Work item: The material must be repeated exactly, with every line intact.

Source material:

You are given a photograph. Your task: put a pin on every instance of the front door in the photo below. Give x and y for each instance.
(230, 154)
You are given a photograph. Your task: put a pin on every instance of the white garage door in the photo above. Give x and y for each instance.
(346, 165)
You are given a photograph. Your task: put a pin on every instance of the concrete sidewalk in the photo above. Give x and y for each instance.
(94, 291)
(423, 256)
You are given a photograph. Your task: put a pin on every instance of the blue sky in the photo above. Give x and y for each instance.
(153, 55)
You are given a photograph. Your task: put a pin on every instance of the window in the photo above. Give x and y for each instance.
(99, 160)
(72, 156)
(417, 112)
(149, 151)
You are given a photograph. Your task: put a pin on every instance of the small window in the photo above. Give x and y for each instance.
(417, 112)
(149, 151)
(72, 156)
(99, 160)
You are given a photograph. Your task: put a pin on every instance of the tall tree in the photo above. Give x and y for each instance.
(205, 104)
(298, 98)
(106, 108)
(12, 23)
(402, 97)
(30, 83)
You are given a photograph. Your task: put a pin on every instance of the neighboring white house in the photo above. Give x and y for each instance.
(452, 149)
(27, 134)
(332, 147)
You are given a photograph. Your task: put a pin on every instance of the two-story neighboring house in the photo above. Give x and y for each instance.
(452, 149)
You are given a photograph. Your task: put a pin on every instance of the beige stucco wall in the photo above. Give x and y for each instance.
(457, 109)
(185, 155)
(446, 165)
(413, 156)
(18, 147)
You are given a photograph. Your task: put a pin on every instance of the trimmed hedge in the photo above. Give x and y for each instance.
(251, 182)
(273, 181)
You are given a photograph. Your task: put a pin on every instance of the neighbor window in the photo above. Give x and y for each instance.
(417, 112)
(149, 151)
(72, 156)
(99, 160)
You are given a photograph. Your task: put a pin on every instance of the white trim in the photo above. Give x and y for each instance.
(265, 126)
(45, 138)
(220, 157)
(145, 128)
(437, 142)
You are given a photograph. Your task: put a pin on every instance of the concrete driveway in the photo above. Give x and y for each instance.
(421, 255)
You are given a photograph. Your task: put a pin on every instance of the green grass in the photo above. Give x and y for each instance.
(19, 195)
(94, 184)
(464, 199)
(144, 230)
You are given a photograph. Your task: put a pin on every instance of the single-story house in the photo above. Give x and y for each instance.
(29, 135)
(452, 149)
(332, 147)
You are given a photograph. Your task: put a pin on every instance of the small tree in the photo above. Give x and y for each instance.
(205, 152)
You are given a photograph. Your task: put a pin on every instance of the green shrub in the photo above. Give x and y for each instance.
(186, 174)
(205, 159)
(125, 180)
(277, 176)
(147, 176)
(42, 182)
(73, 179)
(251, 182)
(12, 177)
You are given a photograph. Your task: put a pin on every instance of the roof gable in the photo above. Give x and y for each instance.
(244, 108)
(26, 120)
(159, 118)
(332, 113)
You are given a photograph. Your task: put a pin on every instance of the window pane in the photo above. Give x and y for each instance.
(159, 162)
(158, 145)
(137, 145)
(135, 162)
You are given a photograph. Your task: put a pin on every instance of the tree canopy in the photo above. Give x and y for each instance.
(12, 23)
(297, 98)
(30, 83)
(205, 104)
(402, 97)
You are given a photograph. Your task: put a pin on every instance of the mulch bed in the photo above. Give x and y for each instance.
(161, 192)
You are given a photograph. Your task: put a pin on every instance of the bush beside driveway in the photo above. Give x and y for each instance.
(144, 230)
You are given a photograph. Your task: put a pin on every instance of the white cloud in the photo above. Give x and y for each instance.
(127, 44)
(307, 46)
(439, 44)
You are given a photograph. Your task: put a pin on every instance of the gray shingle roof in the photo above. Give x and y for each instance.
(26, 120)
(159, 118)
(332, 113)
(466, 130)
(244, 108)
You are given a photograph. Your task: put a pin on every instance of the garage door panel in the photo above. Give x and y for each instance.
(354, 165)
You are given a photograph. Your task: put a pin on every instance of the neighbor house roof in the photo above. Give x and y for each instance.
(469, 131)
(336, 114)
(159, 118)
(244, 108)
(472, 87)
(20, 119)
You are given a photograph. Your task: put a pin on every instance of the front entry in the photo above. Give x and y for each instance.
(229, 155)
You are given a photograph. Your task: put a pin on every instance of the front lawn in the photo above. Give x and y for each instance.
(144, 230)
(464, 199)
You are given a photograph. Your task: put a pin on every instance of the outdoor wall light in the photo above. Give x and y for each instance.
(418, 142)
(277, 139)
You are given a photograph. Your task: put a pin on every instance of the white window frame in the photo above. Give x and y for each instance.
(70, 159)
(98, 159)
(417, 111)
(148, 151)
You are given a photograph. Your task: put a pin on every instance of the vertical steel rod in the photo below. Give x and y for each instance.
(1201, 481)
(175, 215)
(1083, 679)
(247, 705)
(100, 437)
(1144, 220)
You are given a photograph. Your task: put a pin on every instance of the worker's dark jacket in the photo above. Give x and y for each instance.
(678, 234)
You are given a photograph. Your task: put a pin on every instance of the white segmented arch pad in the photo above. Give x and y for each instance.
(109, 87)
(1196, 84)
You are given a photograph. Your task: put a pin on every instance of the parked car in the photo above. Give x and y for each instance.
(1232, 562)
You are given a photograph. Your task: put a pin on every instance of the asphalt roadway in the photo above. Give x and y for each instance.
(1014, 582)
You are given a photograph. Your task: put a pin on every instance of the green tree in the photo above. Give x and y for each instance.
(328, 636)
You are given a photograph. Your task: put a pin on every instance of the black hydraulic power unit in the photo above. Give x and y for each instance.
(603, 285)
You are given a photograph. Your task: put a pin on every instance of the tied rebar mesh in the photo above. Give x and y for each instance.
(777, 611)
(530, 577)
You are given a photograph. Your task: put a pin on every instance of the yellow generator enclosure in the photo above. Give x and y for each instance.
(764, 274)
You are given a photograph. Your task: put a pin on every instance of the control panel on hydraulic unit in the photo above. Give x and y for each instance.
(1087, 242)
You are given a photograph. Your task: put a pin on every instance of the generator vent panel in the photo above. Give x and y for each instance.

Result of the task:
You are given a photograph. Your task: put a pin on every instance of the front door in the photo below. Give x and y for each instance.
(230, 154)
You are given a photograph. Your task: put a pin on every instance of the white garage door in the photo above. Give x and y for each instance.
(346, 165)
You are given a photograph. Your task: put a pin on every instance of the concrete sidewalk in the photo above. Give x and y for each instance.
(94, 291)
(423, 256)
You are given a photograph. Your task: put a pin on every instance of the blue sky in the photo above. Give x and y for each instance.
(153, 55)
You are given a photograph. Your task: put a pin on every instance of the window in the photo above. Give x and y for each instance.
(99, 160)
(72, 156)
(417, 112)
(149, 151)
You are given a photograph. Your task: put a pin on every instance of the small window in the photo above. Give x and y for each instance.
(417, 112)
(149, 151)
(72, 156)
(99, 160)
You are given a photograph. Your task: put a pin on every instance of the tall tree in the photo above. Give x and y for each instance.
(205, 104)
(298, 98)
(106, 108)
(12, 23)
(402, 97)
(30, 83)
You are given a photograph. Your task: put a pin on every instance of the neighboring white house in the photo above. Give x and y for each instance.
(452, 149)
(27, 134)
(332, 147)
You are given a photograph. Your task: put a pin on every instance of the two-story neighboring house in the photo above. Give x and y for each instance.
(452, 149)
You are given a photograph. Your task: put a pin on every instance of the beige stucco wall in the photo above. Give x and y for each instance.
(457, 109)
(185, 155)
(446, 165)
(413, 156)
(18, 147)
You are given a photograph. Your task: put a pin on every instance of the trimmed hedge in the photo above. Give x and y for each instance.
(251, 182)
(273, 181)
You are given a photograph. Your task: put a pin on every instance of the neighbor window in the photo above. Give x and y for each instance.
(417, 112)
(149, 151)
(72, 156)
(99, 160)
You are given a photograph. Your task: put a pin on every instance of the white trim in the photo above. Give x and y for each instance.
(265, 126)
(45, 138)
(220, 157)
(145, 128)
(437, 142)
You are given a photograph. Your task: put a pin on every instance of the concrete driveway in the photo above. Give x and y for each instance.
(421, 255)
You are given a photograph. Your task: put a pin on every instance of the green grass in the photo above. Give x and y for each instance.
(19, 195)
(94, 184)
(464, 199)
(144, 230)
You are given a photograph. Your task: put a pin on every instance of the single-story house in the photo above. Give x and y for each instance.
(29, 135)
(452, 149)
(332, 147)
You are given a photograph. Your task: put a pin on every instance of the small tree in the photo above. Give x and y for each instance.
(205, 152)
You are given a photograph. Your task: put a pin on every instance of the green shrub in the photo above. Give x and y for each instance.
(186, 174)
(205, 159)
(125, 180)
(277, 176)
(147, 176)
(42, 182)
(73, 179)
(251, 182)
(12, 177)
You are given a photograph. Your task: put a pin on every instance of the roof gable in the photo above. Give x and y for each instance.
(244, 108)
(26, 120)
(159, 118)
(332, 113)
You are given a photograph. Your task: put a pin on every instance of the window pane in the photo above. Give x and y for each instance.
(159, 162)
(158, 145)
(137, 145)
(135, 162)
You are given a photograph. Your task: put a pin on every instance of the tree canopy in the photo above. Give x and y for each instance.
(12, 23)
(297, 98)
(30, 83)
(205, 104)
(402, 97)
You are given a photograph. Your task: put a pin on every instance of the mulch bed in the photo above. Give x and y for each instance.
(161, 192)
You are given a photograph. Your task: put a pin on every instance of the bush beside driveway in the photo above. Give x and y for each instance.
(144, 230)
You are given a photograph. Your task: put a pin on every instance of the white cloud in the photo above. Give x and y for each instance.
(127, 44)
(307, 46)
(439, 44)
You are given a photograph. Your task: put a pin on every instance of the gray shingle roof in the photo above. Give x and y for each instance.
(26, 120)
(159, 118)
(332, 113)
(466, 130)
(244, 108)
You are given a photograph. Your task: put a pin on every instance of the garage door panel in the photo above. Give x and y for each instance.
(354, 165)
You are given a photograph. Your task: put a pin on every instance of the neighbor house roof in the photo above. Give x and y for each instance.
(469, 131)
(336, 114)
(159, 118)
(244, 108)
(472, 87)
(20, 119)
You are given a photograph. Your task: put a pin on every instance of the front entry in the photo above. Give x and y for each instance.
(229, 155)
You are given a photograph. Your task: put a pin on every instance of the front lawn in the photo above. Give x and y for each instance.
(144, 230)
(464, 199)
You are given a photograph. Your task: put a pin on every instance of the outdoor wall light in the photo above. Give x and y for each instance.
(418, 142)
(277, 139)
You are given a photograph. Your task: put a pin on every instance of the white window frame in the photo above. Give x and y for each instance.
(70, 159)
(98, 159)
(417, 111)
(148, 151)
You are given a photograph. Your task: put a pin on every instance of the vertical steel rod in the photo below. Give x and y for each instance.
(1201, 481)
(175, 215)
(1083, 679)
(247, 705)
(100, 437)
(1144, 220)
You are given a photograph. Your task: put a pin on every instance of the worker's dark jacket in the photo above. Give x and y for each instance.
(678, 234)
You are given a photograph. Your task: put a pin on every instance of the white segmented arch pad in the photo above. Give x and y for each instance.
(109, 87)
(1196, 84)
You are given a photograph. Your task: put a pin on every instance of the parked car in the photo above. Give x and y for each instance.
(1232, 562)
You are given a photograph. Your task: put a pin on every instance of the asphalt roadway in the photo above. Give x and y for each instance.
(1014, 582)
You are given a photograph. Your task: put a pin on every instance of the green tree in the photo above. Give x and y for each instance.
(328, 636)
You are given a photograph. Your task: put a pin on every instance of the black hydraulic power unit in the photo above. Give x and y for each instance.
(603, 285)
You are given a photograph. Your task: put a pin on every instance of the tied rebar mesh in the photo above. Give x and y for each instance.
(777, 611)
(530, 577)
You are given a photograph. Your task: put a pin on every instance of the yellow generator enclosure in the photo above. Give x and y for each instance.
(764, 274)
You are given a photograph. Your task: put a pin on every instance of the control panel on hydraulic unit in the photo above. Give x and y for each instance.
(1087, 242)
You are given a photograph. Your task: put a pin on every instance of the generator vent panel in the photo above. Give x and y for each instance.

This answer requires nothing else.